- [Dataset rows]:
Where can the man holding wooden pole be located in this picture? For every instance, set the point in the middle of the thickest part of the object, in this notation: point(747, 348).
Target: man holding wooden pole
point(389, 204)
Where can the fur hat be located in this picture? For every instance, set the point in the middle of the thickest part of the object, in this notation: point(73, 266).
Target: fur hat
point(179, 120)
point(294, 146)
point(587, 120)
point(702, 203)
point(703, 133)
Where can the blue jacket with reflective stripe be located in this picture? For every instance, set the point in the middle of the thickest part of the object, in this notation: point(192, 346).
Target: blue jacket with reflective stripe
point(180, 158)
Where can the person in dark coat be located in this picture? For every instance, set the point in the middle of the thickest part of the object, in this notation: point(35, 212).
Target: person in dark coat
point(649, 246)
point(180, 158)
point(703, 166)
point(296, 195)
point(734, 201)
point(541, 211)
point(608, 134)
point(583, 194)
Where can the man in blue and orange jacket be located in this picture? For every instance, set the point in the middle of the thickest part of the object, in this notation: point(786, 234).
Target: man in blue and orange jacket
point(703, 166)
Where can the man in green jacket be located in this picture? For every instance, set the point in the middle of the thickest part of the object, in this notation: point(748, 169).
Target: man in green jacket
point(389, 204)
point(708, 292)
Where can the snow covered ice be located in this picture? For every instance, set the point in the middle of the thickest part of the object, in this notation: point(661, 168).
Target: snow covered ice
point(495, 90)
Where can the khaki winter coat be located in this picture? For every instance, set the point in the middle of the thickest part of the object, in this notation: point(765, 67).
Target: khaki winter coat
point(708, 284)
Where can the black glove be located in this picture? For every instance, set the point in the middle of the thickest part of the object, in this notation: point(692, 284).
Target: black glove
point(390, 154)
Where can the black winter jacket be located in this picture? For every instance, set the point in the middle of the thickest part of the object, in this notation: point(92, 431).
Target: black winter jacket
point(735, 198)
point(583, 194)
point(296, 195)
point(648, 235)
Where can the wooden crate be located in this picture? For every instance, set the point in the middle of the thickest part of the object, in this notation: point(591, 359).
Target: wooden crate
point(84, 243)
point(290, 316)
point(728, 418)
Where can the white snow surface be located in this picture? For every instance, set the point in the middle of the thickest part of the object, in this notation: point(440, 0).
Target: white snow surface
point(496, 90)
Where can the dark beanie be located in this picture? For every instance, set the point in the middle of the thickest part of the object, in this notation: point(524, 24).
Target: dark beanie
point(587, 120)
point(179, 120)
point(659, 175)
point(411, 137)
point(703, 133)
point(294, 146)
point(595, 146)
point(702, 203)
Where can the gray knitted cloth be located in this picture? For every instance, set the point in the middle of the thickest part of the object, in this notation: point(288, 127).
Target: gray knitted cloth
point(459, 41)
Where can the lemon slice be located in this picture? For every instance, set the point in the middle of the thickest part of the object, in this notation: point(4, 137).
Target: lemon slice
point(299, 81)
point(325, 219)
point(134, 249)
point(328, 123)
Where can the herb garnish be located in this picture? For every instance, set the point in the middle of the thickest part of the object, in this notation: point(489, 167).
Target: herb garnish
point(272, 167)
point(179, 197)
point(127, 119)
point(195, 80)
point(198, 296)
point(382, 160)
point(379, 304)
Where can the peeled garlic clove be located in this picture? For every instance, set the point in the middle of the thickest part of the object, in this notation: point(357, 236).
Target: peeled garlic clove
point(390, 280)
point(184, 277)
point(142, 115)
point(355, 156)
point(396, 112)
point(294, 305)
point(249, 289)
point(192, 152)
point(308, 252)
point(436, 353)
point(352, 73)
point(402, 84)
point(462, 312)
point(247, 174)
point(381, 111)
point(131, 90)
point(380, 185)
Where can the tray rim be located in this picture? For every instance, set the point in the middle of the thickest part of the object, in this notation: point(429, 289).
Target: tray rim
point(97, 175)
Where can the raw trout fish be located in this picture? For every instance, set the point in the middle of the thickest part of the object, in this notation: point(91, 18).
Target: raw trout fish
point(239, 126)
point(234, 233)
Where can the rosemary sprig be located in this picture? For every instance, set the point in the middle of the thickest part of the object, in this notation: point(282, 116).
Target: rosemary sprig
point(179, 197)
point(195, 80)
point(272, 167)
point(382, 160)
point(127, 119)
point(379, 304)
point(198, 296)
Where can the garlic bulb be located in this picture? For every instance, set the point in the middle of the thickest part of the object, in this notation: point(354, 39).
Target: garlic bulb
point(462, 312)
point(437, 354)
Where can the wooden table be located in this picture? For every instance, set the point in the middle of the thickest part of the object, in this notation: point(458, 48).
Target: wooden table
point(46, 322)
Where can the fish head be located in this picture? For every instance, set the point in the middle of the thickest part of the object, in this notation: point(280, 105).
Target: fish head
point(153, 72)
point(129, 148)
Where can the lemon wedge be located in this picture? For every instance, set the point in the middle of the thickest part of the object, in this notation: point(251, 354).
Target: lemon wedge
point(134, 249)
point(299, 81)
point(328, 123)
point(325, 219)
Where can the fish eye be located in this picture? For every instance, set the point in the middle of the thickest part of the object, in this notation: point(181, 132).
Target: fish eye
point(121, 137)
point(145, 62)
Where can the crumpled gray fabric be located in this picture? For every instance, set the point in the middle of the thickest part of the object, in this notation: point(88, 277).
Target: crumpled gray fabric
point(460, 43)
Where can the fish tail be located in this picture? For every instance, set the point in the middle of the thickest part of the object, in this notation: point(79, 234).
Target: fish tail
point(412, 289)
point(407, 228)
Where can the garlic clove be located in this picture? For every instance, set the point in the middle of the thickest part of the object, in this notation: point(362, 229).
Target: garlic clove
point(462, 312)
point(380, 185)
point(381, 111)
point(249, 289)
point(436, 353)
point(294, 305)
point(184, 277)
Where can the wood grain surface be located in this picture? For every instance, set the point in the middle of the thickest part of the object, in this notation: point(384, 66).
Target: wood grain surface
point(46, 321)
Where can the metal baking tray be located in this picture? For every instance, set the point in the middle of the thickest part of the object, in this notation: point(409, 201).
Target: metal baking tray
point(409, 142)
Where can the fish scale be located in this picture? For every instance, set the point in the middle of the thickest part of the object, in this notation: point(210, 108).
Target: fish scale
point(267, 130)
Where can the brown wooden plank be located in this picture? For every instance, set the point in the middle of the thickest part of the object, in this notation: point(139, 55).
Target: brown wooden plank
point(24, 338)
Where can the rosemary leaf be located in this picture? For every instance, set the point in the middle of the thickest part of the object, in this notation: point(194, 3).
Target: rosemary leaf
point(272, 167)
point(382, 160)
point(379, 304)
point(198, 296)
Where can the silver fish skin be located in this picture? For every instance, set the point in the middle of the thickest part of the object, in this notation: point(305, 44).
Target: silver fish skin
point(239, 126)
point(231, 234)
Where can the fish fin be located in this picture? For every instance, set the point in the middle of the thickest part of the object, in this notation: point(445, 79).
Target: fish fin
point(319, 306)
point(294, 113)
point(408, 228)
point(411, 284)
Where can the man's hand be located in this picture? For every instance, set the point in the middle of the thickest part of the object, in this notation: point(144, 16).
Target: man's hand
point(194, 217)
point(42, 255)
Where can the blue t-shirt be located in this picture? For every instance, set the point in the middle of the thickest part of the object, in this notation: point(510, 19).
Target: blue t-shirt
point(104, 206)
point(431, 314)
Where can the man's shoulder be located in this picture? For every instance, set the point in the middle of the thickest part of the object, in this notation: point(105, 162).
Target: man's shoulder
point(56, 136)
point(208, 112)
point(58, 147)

- [Task goal]: Please output the entries above, every line exactly as it reads.

- [Result for this exercise]:
Where can the man holding wooden pole be located in this picture? For every instance, set the point in the middle of the thickest part of the object, in this notation: point(747, 348).
Target: man holding wooden pole
point(389, 204)
Where can the fur hat be located in this picture? For every instance, set the point in the middle of the thickest part of the object, in this notation: point(73, 266).
Target: fur hat
point(179, 120)
point(294, 146)
point(587, 120)
point(702, 203)
point(703, 133)
Where can the blue jacket with reflective stripe be located in this picture? For every instance, set the point in the middle of the thickest part of the object, in this notation: point(192, 346).
Target: blue jacket with reflective stripe
point(180, 158)
Where can the person in dark coat be located in this picture? For every instance, set the point in the middle of the thickest part of the object, in this notation: point(35, 212).
Target: person in dark coat
point(649, 246)
point(180, 158)
point(703, 166)
point(296, 195)
point(734, 201)
point(541, 211)
point(608, 134)
point(583, 194)
Where can the man in blue and orange jacket be located in this picture? For every instance, set the point in the middle of the thickest part of the object, in this notation: point(786, 234).
Target: man in blue and orange jacket
point(703, 166)
Where can the man in green jacket be located in this picture? For every instance, set the point in the middle of the thickest part of the object, in this notation: point(748, 169).
Target: man in green jacket
point(389, 204)
point(708, 292)
Where can the snow covered ice be located in this picture? For every instance, set the point in the middle of the thickest part of the object, in this notation: point(661, 168).
Target: snow covered ice
point(495, 90)
Where can the khaki winter coat be located in this picture? For every instance, set the point in the middle of the thickest part of the object, in this notation: point(765, 67).
Target: khaki winter coat
point(708, 284)
Where can the black glove be located in this picture? For every instance, set the point in the middle of the thickest part of the object, in this notation: point(692, 284).
Target: black glove
point(390, 154)
Where can the black winter jacket be located in this picture? For every instance, set the point in the middle of the thickest part of the object, in this notation: point(92, 431).
Target: black winter jacket
point(735, 198)
point(583, 194)
point(296, 195)
point(648, 235)
Where can the wooden crate be located in this picture? For every instance, set the point in the middle of the thickest part of the object, in this notation: point(591, 359).
Target: wooden crate
point(84, 243)
point(290, 316)
point(728, 418)
Where can the white snow surface be located in this picture? For every instance, set the point in the middle of the thickest part of the object, in this notation: point(440, 0).
Target: white snow surface
point(496, 90)
Where can the dark beanie be located in this picture? For every instance, set the point in the middle of the thickest part of the object, in this notation: point(524, 24).
Target: dark beanie
point(587, 120)
point(179, 120)
point(659, 175)
point(411, 137)
point(703, 133)
point(294, 146)
point(595, 146)
point(702, 203)
Where can the gray knitted cloth be located in this picture? For every instance, set the point in the middle of the thickest part of the object, in this notation: point(288, 127).
Target: gray knitted cloth
point(459, 41)
Where can the lemon slice be located in this picture? For every instance, set the point in the middle of the thickest part of the object, in this notation: point(4, 137).
Target: lemon slice
point(299, 81)
point(325, 219)
point(134, 249)
point(328, 123)
Where can the herb garnish be located in this picture? For every instance, set the point in the middle of the thickest part of the object, in this notation: point(489, 167).
Target: herb garnish
point(272, 167)
point(179, 197)
point(127, 119)
point(195, 80)
point(198, 296)
point(382, 160)
point(379, 304)
Where can the peeled garlic clove be located in this picture? For every instance, set the point in the middle of the thickest part of the object, in this notation: point(357, 236).
Target: peeled garlic clove
point(390, 280)
point(184, 277)
point(142, 115)
point(355, 156)
point(396, 112)
point(294, 305)
point(249, 289)
point(192, 152)
point(308, 252)
point(436, 353)
point(352, 73)
point(402, 84)
point(462, 312)
point(247, 174)
point(381, 111)
point(131, 90)
point(380, 185)
Where can the tray rim be located in this picture? For every instance, set the point in the middle of the thickest part of the object, in this notation: point(429, 289).
Target: tray rim
point(97, 175)
Where can the raw trout fish be located in this picture? For every instance, set the point in the middle of the thickest part of the object, in this notation: point(91, 18).
Target: raw trout fish
point(239, 126)
point(234, 233)
Where can the rosemary sprig be located in this picture? For every instance, set the point in the middle of the thickest part of the object, in this notation: point(282, 116).
Target: rosemary sprig
point(179, 197)
point(195, 80)
point(272, 167)
point(382, 160)
point(127, 119)
point(379, 304)
point(198, 296)
Where can the garlic bulb be located in this picture? For every instance, set the point in the middle of the thickest part of the object, in this notation: point(354, 39).
Target: garlic bulb
point(462, 312)
point(437, 354)
Where can the wooden table be located in this picture? For every instance, set the point in the middle of the thickest part of the object, in this notation: point(458, 48).
Target: wooden table
point(46, 322)
Where can the fish head be located in this picture? For every instance, set the point in the middle of the thickest part of the object, in this notation: point(280, 105).
Target: fish head
point(153, 72)
point(129, 148)
Where can the lemon wedge be located in this picture? For every instance, set the point in the middle of the thickest part of the object, in this notation: point(251, 354).
Target: lemon wedge
point(134, 249)
point(299, 81)
point(328, 123)
point(325, 219)
Where can the fish eye be located in this picture? For every instance, set the point in the middle of the thickest part of the object, in this notation: point(181, 132).
Target: fish eye
point(121, 137)
point(145, 62)
Where can the crumpled gray fabric be located in this picture? For every instance, set the point in the middle of the thickest part of the object, in this notation: point(88, 277).
Target: crumpled gray fabric
point(460, 43)
Where can the fish tail be located in this picture? For every instance, set the point in the middle of the thickest part of the object, in this notation: point(79, 234).
Target: fish tail
point(412, 289)
point(407, 228)
Where can the garlic clove be located in this picture? For every instance, set the point in the middle of the thickest part of the object, in this notation: point(362, 229).
Target: garlic clove
point(462, 312)
point(380, 185)
point(381, 111)
point(249, 289)
point(436, 353)
point(294, 305)
point(184, 277)
Where can the wood grain surface be located in this picture? For every instance, set the point in the middle of the thickest part of the object, in this notation: point(384, 66).
Target: wood grain surface
point(46, 321)
Where can the metal baking tray be located in this picture? For every instance, set the point in the middle of the thickest part of the object, in this notation: point(409, 201).
Target: metal baking tray
point(409, 142)
Where can the fish scale be located in this picture? For every instance, set the point in the middle of the thickest part of the object, in this notation: point(210, 108).
Target: fish scale
point(267, 130)
Where can the brown wooden plank be located in this picture? For every instance, set the point in the middle of the thickest part of the object, in this notation: point(139, 55).
Target: brown wooden plank
point(24, 338)
Where can the rosemary leaf be located in this picture? For every instance, set the point in the middle of the thickest part of the object, in this notation: point(194, 3).
Target: rosemary leaf
point(272, 167)
point(382, 160)
point(379, 304)
point(198, 296)
Where can the silver fish skin be located in this picture? For every instance, set the point in the middle of the thickest part of the object, in this notation: point(305, 44).
Target: silver fish skin
point(239, 126)
point(231, 234)
Where can the fish fin be located in this picture? For every instance, set the point in the middle of the thickest part of the object, in this notation: point(445, 79).
Target: fish fin
point(319, 306)
point(294, 113)
point(408, 228)
point(411, 284)
Where can the man's hand be located in this picture? For every instance, set the point in the middle of the thickest part of the object, in this notation: point(144, 16).
Target: man's hand
point(194, 217)
point(42, 255)
Where can the blue t-shirt be located in this picture? For every instance, set the point in the middle of the thickest part of the object, in this notation: point(510, 19).
Target: blue t-shirt
point(104, 206)
point(431, 314)
Where can the man's shoulder be located in this picture? For every instance, set the point in the middle of the thickest part of the object, in this notation: point(105, 162).
Target: man's shoulder
point(56, 136)
point(208, 112)
point(58, 147)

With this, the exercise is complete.